Can you copy out every line from the one containing "of the overcast" through the end of the items, keeping all lines and offsetting each x and y coordinate in the answers by +60?
** Start **
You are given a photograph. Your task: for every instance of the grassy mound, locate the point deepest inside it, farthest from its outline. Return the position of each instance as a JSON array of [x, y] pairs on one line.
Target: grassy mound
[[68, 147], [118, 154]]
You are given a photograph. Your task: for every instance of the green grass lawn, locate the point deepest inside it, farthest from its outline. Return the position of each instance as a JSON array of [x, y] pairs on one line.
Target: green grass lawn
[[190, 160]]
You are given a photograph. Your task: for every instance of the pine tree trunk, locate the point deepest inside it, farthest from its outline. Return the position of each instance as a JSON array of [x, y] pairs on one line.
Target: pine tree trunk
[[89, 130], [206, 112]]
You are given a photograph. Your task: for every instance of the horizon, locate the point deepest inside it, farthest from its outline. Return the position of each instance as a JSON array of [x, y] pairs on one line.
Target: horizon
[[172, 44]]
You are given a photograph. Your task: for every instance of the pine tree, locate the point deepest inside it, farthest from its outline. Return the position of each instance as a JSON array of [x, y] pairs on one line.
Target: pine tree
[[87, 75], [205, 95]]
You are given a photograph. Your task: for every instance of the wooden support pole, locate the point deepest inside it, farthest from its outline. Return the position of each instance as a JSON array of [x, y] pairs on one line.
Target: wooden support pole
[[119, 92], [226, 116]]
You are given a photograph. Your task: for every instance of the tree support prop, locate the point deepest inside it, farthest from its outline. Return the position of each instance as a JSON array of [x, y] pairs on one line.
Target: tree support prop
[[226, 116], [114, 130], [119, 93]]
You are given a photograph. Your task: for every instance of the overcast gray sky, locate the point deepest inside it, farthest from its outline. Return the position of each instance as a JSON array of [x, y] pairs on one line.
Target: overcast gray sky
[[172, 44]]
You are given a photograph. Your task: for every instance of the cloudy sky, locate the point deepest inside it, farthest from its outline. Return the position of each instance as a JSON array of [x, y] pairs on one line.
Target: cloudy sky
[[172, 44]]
** End **
> **TASK RESULT**
You are given a photograph. Your task: for every instance of the overcast gray sky, locate the point deepest inside it, farthest from its outline. Return the position of each instance as a JSON array of [x, y] pairs on one line.
Target: overcast gray sky
[[232, 104]]
You are given a photograph. Your task: for every instance of the cloudy sky, locate the point deepest inside it, farthest from its outline. Return the position of each instance as a JSON array of [x, y] pairs on one line.
Target: cloudy sky
[[232, 104]]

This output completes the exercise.